Data drawn from a collection:
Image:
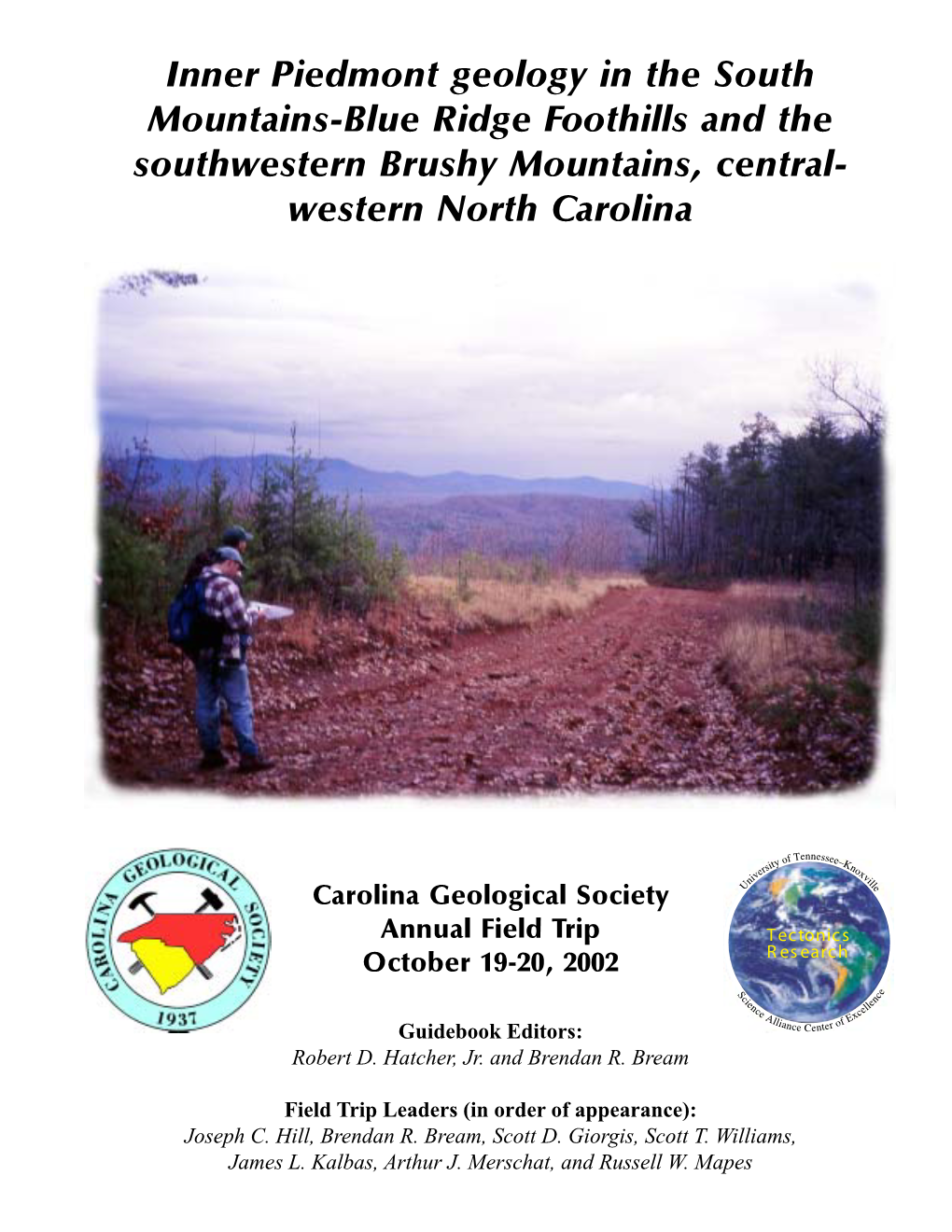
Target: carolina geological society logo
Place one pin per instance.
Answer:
(177, 939)
(809, 943)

● WHAT YOU ARE ASKED TO DO
Copy out every line of the rows above word for word, leaving the pictures out.

● SOLUTION FOR THIS EXERCISE
Image:
Target: carolina geological society logo
Place one pin per instance.
Answer:
(177, 939)
(809, 943)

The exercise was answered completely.